(Excerpt to read)

Scar Revision, the 12–18 Month Rule, and Why Timing Matters in Washington Child Dog Bite Cases
When a dog bites a child and leaves a visible scar, the instinct of most families is to move through the legal process as quickly as possible. The injury was traumatic. The medical bills are real. Getting some form of resolution feels like it might help everyone move forward.
That instinct is understandable, but acting on it too quickly in scarring cases is one of the most common and costly mistakes families make. In Washington, the timing of how a child’s dog bite claim is handled — and specifically, when it is resolved — can be the single most significant factor in whether the family receives fair compensation.
This article explains the medical reality of scar maturation, what Washington law offers families in terms of timing protection, and why patience, in these cases, is not just a virtue but a financial necessity.
The Medical Reality of Scar Tissue
A fresh dog bite wound looks nothing like it will six months later. And what it looks like at six months bears little resemblance to its final state.

(End Excerpt to read)
(Data supplied)

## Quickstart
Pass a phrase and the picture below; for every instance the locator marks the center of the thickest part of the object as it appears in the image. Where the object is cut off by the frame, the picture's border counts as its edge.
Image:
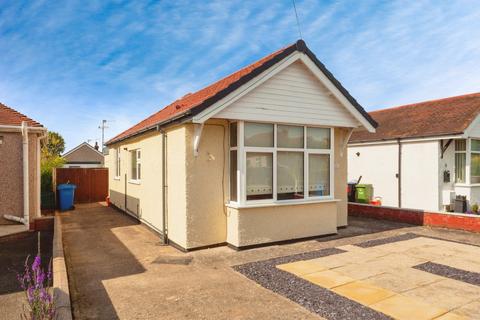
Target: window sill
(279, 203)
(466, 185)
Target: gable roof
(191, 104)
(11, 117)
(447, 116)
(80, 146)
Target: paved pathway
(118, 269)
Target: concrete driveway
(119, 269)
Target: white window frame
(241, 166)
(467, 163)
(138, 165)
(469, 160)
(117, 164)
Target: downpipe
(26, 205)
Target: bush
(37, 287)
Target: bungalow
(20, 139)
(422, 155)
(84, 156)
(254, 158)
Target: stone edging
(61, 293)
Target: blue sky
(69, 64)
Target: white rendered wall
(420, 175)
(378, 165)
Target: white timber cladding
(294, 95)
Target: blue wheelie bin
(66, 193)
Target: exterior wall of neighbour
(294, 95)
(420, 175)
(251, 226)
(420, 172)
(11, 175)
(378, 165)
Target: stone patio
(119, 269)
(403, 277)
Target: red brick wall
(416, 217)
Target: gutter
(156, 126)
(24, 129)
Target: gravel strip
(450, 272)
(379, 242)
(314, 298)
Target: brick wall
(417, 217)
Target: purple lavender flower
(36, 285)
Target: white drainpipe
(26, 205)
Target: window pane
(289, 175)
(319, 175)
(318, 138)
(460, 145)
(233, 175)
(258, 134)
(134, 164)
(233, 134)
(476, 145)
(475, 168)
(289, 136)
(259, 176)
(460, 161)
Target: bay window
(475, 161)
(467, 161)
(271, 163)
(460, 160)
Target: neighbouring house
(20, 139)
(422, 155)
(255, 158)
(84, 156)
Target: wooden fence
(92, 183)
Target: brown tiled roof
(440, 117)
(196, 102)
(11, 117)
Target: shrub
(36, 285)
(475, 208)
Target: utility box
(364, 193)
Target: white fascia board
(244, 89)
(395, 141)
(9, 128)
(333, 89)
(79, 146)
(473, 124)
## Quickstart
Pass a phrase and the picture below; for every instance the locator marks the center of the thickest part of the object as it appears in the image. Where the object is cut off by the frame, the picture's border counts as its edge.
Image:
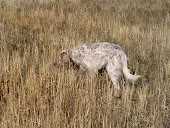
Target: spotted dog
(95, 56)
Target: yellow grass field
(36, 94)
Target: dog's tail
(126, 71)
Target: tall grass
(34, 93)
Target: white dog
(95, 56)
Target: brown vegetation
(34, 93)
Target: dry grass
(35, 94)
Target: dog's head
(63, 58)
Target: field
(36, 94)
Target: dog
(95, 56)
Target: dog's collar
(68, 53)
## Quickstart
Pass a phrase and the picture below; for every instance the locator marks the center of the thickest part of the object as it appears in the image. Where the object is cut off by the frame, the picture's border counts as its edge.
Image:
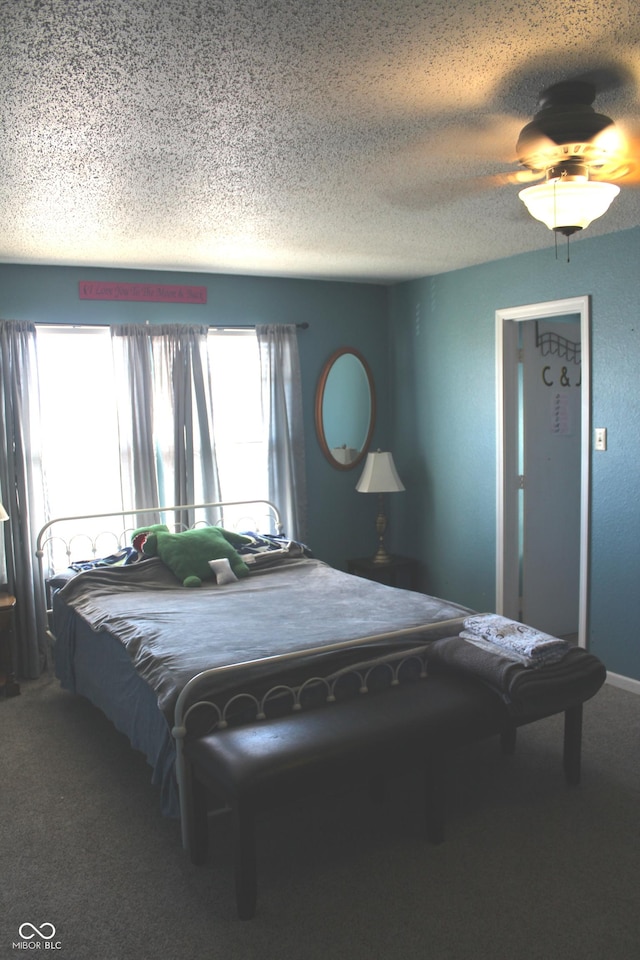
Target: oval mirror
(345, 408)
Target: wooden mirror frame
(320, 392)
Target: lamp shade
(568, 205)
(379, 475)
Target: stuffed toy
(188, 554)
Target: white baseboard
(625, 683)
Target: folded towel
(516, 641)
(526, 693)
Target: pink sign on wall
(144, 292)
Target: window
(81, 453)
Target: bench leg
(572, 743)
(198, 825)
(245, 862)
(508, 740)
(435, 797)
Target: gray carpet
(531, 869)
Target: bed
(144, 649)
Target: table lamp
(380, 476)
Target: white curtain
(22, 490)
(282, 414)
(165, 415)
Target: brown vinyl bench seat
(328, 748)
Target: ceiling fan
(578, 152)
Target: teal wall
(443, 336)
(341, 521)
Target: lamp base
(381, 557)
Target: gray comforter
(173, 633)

(End Data supplied)
(Data supplied)

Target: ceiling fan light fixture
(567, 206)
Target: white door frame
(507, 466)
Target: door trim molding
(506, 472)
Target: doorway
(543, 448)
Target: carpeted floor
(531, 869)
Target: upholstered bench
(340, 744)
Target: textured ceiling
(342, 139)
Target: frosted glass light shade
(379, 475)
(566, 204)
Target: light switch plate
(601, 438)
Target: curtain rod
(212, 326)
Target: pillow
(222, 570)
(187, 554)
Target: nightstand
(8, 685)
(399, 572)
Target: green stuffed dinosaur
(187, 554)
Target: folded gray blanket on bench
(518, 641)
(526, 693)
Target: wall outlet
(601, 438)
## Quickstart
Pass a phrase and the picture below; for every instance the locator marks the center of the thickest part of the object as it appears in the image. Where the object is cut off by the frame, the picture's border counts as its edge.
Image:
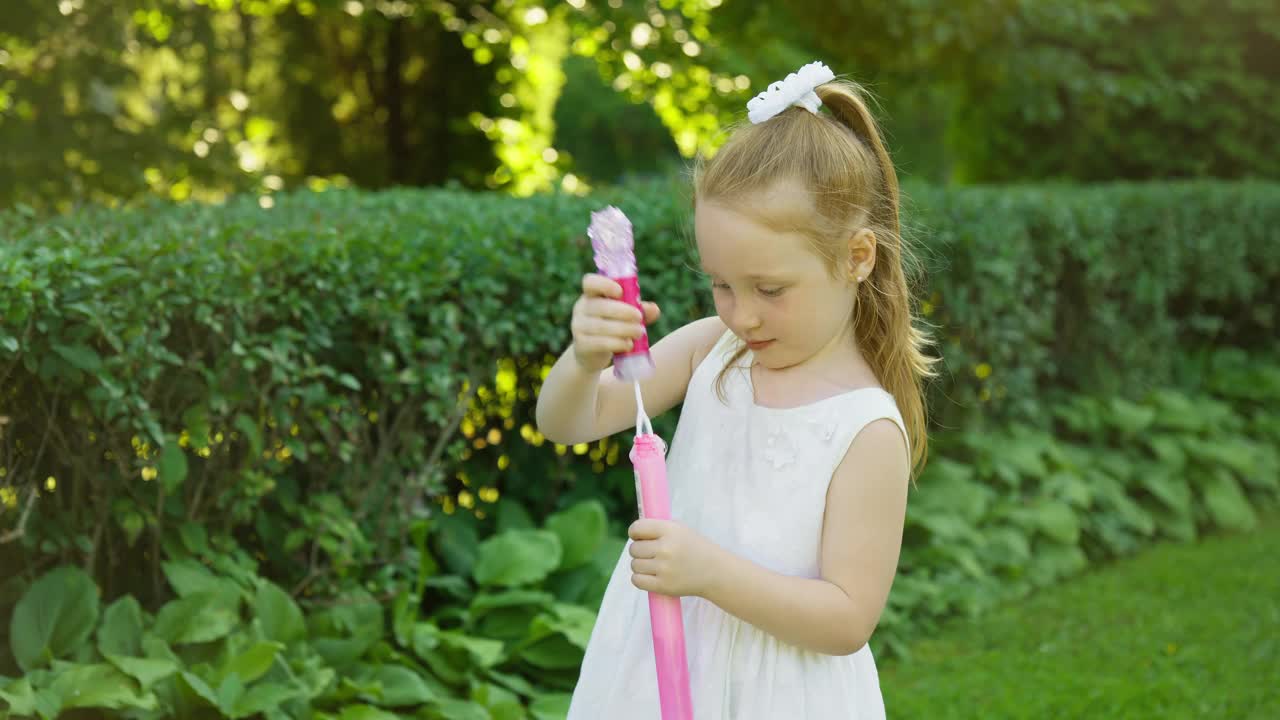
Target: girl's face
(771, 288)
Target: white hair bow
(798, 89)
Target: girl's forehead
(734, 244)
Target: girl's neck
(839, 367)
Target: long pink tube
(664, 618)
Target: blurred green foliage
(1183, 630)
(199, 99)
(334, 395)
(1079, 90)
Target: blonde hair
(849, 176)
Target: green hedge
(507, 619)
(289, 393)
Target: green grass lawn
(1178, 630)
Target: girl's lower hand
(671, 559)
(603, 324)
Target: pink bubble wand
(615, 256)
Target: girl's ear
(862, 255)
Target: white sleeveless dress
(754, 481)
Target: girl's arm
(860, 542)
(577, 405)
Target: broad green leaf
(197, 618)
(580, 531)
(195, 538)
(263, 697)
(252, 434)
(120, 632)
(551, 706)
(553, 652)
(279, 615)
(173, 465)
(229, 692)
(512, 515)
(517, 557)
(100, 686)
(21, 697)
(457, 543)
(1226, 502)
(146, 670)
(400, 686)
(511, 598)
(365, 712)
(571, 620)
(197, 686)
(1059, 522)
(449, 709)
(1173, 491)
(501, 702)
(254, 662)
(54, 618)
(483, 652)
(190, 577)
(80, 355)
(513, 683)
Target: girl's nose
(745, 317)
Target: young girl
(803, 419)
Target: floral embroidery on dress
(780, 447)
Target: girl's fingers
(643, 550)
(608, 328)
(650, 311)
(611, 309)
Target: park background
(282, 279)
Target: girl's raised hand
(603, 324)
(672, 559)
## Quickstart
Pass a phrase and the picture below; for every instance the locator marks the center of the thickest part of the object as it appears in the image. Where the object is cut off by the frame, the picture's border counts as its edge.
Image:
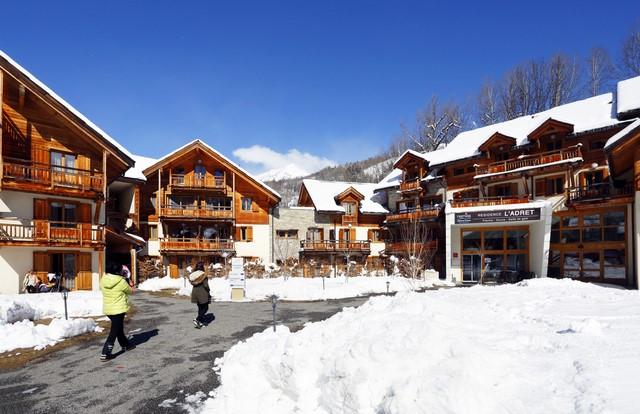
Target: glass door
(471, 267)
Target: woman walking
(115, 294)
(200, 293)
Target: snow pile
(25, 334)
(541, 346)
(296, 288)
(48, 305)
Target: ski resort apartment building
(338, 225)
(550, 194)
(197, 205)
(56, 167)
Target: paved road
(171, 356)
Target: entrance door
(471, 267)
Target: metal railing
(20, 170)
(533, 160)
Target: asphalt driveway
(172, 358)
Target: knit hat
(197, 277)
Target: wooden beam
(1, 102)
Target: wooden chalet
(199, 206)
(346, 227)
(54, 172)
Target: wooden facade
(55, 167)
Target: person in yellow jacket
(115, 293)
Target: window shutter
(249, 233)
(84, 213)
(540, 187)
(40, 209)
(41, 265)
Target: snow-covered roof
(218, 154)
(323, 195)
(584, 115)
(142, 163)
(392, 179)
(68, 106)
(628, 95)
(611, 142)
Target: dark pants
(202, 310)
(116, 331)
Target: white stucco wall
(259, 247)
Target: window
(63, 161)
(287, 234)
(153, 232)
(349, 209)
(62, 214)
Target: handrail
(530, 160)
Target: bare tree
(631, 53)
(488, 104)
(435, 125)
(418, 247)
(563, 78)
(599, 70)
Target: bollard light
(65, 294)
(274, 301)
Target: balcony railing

(End Data supplied)
(Data supplied)

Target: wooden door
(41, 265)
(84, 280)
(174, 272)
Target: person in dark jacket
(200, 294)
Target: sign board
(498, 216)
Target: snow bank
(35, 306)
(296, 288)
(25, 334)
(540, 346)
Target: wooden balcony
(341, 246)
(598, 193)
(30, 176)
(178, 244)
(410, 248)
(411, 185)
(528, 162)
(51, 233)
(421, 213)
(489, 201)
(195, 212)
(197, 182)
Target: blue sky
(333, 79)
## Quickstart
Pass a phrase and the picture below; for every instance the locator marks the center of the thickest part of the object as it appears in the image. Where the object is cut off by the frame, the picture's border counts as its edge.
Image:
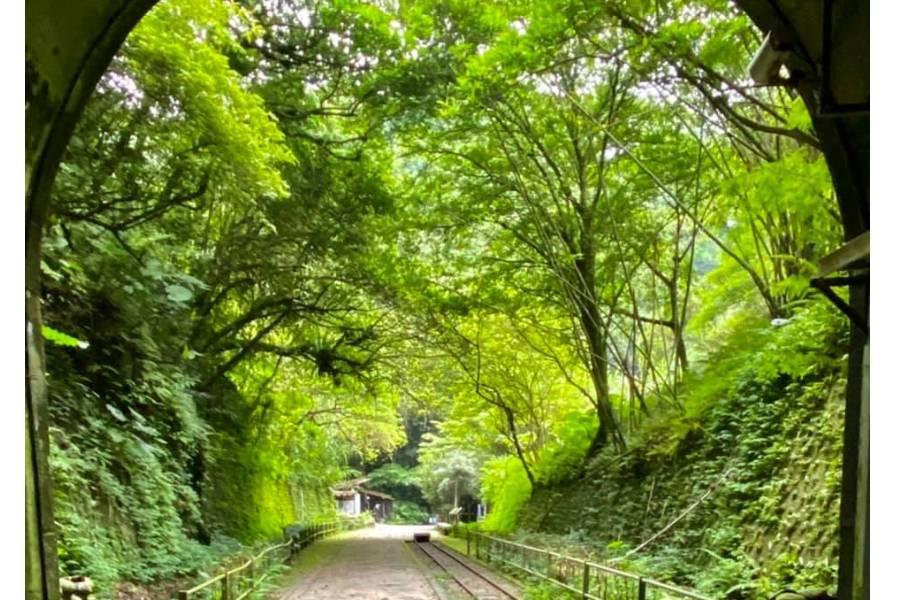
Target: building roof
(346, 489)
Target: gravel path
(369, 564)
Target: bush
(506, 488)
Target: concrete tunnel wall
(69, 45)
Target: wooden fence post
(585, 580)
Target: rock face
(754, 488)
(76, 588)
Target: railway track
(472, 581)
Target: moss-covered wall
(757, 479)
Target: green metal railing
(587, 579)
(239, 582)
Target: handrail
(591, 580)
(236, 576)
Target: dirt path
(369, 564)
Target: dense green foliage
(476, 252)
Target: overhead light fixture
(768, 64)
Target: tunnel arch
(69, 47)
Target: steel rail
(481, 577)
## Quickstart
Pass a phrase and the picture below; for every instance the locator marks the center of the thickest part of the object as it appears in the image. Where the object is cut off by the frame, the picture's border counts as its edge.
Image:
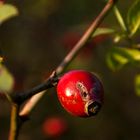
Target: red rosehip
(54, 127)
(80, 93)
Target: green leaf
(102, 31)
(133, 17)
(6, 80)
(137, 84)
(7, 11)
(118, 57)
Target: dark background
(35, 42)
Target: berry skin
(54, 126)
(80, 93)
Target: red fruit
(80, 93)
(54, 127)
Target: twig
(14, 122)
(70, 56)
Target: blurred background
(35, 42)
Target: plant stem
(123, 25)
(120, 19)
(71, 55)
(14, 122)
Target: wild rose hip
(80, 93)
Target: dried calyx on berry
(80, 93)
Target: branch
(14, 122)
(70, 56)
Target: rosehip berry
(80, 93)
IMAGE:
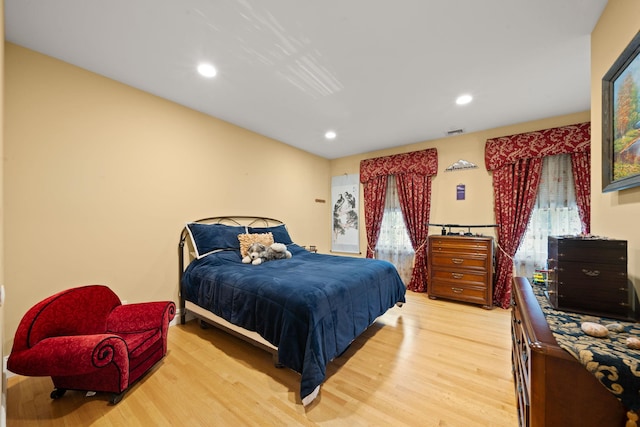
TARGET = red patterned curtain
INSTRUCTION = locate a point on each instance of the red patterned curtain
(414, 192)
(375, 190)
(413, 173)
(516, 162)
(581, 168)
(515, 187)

(End Data supplied)

**Required work:**
Reproduce the passage of the article on scar timing in child dog bite cases starting at "That instinct is" and ending at "receives fair compensation.".

**Response area:**
That instinct is understandable, but acting on it too quickly in scarring cases is one of the most common and costly mistakes families make. In Washington, the timing of how a child’s dog bite claim is handled — and specifically, when it is resolved — can be the single most significant factor in whether the family receives fair compensation.